* [Texte à lire]:
········

Au-delà des pratiques de MGD, la question des rétrocessions versées par les laboratoires aux cabinets médicaux est largement disputée. Les cantons de Genève et de Vaud admettent ainsi une rétrocession de 10 francs par prescription, dans un contexte bien spécifique: lorsque le prélèvement a lieu en cabinet, si le travail pré-analytique (prescription, commande, etc.) est réalisé selon un protocole bien précis et de manière informatique, le laboratoire peut verser au médecin une rétrocession de 10 francs par prescription. Les modalités de ces ristournes doivent être encadrées par un contrat.

Mais les assureurs maladie s’y opposent avec véhémence: "Pour nous, c’est une interprétation de la loi qui est problématique parce qu'on est d’avis que les gestes effectués par le médecin sont déjà couverts par le tarmed et que ces 10 francs finalement constituent un avantage", argumente Christophe Kaempf, porte-parole de Santésuisse.

Sur le principe, l’avantage constitué par une ristourne est admissible dans la mesure où il est répercuté auprès de l’assureur ou de l’assuré. Pour l’Office fédéral de la santé publique, "une rémunération de 10 francs par commande pour les activités pré-analytiques (…) caractérise un gain financier pour le médecin et peut donc constituer un avantage, qui devra auquel cas être répercuté. Le médecin devra l'indiquer dans le cadre de la facturation."

Les autorités se renvoient la balle

Interrogée sur les rétrocessions de plusieurs centaines de milliers de francs qui auraient été versées par MGD à un cabinet médical genevois, la présidente de la FMH estime le cas sérieux: "Pour nous, cela doit assurément être examiné et vérifié. Là, les autorités sont invitées à regarder ça de plus près", commente Yvonne Gilli.

········

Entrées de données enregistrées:
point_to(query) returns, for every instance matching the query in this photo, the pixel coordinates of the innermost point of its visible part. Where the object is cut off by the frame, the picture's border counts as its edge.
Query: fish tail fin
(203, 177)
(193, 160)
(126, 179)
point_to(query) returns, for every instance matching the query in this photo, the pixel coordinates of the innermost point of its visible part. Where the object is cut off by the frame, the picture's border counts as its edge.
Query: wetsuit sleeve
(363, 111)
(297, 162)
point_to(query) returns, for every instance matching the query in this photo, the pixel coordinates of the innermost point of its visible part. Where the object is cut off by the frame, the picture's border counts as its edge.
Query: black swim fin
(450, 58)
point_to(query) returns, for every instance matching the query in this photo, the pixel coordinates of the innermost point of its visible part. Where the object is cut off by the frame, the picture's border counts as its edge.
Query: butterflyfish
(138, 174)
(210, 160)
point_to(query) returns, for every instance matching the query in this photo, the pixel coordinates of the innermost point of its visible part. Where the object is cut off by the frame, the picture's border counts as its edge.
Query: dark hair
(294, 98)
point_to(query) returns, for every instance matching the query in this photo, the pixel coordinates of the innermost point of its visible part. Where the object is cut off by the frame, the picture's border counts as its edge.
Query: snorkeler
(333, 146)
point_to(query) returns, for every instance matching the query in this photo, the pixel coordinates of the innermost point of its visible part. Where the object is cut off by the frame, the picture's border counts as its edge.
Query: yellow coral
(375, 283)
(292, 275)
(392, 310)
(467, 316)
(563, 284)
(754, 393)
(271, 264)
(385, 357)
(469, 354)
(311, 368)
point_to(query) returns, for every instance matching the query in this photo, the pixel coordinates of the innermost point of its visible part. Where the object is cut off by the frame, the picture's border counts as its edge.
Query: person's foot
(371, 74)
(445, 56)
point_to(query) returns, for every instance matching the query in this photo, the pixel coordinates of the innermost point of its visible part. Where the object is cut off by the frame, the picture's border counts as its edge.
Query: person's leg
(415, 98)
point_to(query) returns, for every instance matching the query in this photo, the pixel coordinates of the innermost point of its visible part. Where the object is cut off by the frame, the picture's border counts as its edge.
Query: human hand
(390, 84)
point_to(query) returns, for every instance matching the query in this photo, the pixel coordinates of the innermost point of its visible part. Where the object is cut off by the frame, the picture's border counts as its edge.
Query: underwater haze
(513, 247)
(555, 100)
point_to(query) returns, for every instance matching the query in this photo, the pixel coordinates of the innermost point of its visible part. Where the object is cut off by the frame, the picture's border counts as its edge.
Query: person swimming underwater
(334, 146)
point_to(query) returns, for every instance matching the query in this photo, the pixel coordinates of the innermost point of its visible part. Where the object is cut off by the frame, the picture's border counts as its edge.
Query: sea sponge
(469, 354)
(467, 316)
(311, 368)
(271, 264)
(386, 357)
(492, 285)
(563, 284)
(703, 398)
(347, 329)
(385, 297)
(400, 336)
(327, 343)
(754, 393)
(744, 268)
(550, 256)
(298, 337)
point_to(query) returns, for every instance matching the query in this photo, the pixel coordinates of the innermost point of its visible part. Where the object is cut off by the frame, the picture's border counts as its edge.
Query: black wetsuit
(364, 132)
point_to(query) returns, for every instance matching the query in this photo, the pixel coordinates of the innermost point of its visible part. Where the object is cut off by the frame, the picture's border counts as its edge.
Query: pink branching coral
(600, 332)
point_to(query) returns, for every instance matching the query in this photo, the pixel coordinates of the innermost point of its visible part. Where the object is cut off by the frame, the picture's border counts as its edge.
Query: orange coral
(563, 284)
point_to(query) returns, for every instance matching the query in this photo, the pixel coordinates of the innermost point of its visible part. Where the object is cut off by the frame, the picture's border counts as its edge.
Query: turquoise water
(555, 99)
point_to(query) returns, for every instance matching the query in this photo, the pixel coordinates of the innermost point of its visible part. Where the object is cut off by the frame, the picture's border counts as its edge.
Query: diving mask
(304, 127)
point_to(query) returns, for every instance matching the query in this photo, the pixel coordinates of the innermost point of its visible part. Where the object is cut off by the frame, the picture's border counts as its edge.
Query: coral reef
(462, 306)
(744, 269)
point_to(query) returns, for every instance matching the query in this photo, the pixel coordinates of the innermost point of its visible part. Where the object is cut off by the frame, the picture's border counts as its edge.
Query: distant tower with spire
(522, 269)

········

* [Consignes de travail]: Retouchez le passage du texte sur les rétrocessions qui commence par "Mais les assureurs" et se termine par "porte-parole de Santésuisse.", en y remplaçant "véhémence" par "fermeté", puis reproduisez-le en entier.

* [Résultat obtenu]:
Mais les assureurs maladie s’y opposent avec fermeté: "Pour nous, c’est une interprétation de la loi qui est problématique parce qu'on est d’avis que les gestes effectués par le médecin sont déjà couverts par le tarmed et que ces 10 francs finalement constituent un avantage", argumente Christophe Kaempf, porte-parole de Santésuisse.